(Dataset records)

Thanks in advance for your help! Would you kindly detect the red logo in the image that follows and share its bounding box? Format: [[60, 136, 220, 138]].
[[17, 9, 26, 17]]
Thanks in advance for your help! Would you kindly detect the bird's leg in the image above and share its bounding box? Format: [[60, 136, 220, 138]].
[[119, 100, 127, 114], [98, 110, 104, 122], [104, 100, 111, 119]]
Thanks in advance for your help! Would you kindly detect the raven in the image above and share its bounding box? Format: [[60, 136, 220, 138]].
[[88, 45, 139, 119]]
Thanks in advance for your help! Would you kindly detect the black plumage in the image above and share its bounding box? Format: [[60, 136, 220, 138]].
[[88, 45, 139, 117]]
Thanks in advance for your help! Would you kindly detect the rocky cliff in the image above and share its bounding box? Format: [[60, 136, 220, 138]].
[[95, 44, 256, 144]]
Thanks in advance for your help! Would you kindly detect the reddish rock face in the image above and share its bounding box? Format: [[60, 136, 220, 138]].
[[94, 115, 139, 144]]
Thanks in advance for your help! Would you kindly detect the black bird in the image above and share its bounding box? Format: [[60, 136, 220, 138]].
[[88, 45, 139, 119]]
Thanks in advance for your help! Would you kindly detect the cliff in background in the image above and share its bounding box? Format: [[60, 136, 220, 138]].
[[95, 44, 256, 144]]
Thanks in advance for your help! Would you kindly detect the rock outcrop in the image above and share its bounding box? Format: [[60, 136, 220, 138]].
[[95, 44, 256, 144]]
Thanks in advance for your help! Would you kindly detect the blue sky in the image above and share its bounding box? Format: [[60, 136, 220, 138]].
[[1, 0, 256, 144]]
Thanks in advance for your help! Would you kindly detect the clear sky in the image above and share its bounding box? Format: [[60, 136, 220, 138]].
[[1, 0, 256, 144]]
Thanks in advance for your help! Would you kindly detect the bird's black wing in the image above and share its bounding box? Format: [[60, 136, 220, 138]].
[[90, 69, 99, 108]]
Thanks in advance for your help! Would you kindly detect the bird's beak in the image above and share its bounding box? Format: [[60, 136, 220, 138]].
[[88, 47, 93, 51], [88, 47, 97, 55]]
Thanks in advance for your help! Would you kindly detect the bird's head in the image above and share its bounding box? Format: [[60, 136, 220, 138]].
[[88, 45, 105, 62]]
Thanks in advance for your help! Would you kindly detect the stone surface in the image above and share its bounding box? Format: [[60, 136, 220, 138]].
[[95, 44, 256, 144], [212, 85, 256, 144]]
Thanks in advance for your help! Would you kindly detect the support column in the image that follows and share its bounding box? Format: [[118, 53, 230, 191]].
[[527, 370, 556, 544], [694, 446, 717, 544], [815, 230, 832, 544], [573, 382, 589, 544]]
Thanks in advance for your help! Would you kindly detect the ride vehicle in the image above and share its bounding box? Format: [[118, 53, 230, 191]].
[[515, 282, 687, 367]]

Exercise objective
Can you update everything from the row containing "detect the clear" down to the end of the rows by swapping "share its bounding box" for "return its bounding box" and changing nothing else?

Complete response
Thanks in advance for your help! Would you kindly detect the clear sky in the image above and return its bounding box? Format: [[60, 136, 220, 138]].
[[1, 0, 256, 144]]
Thanks in advance for your help! Would you kindly detect the bird's black wing in the image above and return its bounding box? Format: [[60, 136, 220, 138]].
[[90, 69, 99, 108]]
Thanks in advance for your help! Would you kindly detect the bird's beak in the image above and return its bounding box? Format: [[60, 136, 220, 138]].
[[88, 47, 93, 51], [88, 47, 97, 55]]
Thanks in advance for your help! Would you kindly detect the bird's head in the image above and return its bounding box? Format: [[60, 136, 220, 138]].
[[88, 45, 105, 62]]
Thanks in advance for your help! Would you kindly detect the stone surface in the image above and return its bounding box? Format: [[60, 136, 220, 138]].
[[95, 44, 256, 144], [212, 85, 256, 144]]
Thanks in advance for your help! Would you kindly detect the support column in the image that follows and return its bounding box? Format: [[118, 53, 230, 191]].
[[527, 370, 556, 544], [694, 446, 717, 544], [815, 230, 832, 544], [573, 382, 589, 544]]
Thanks in advance for your help! Would you kindly detect the ride vehicle in the image above and return its bounding box? Format: [[118, 53, 230, 191]].
[[515, 282, 687, 367]]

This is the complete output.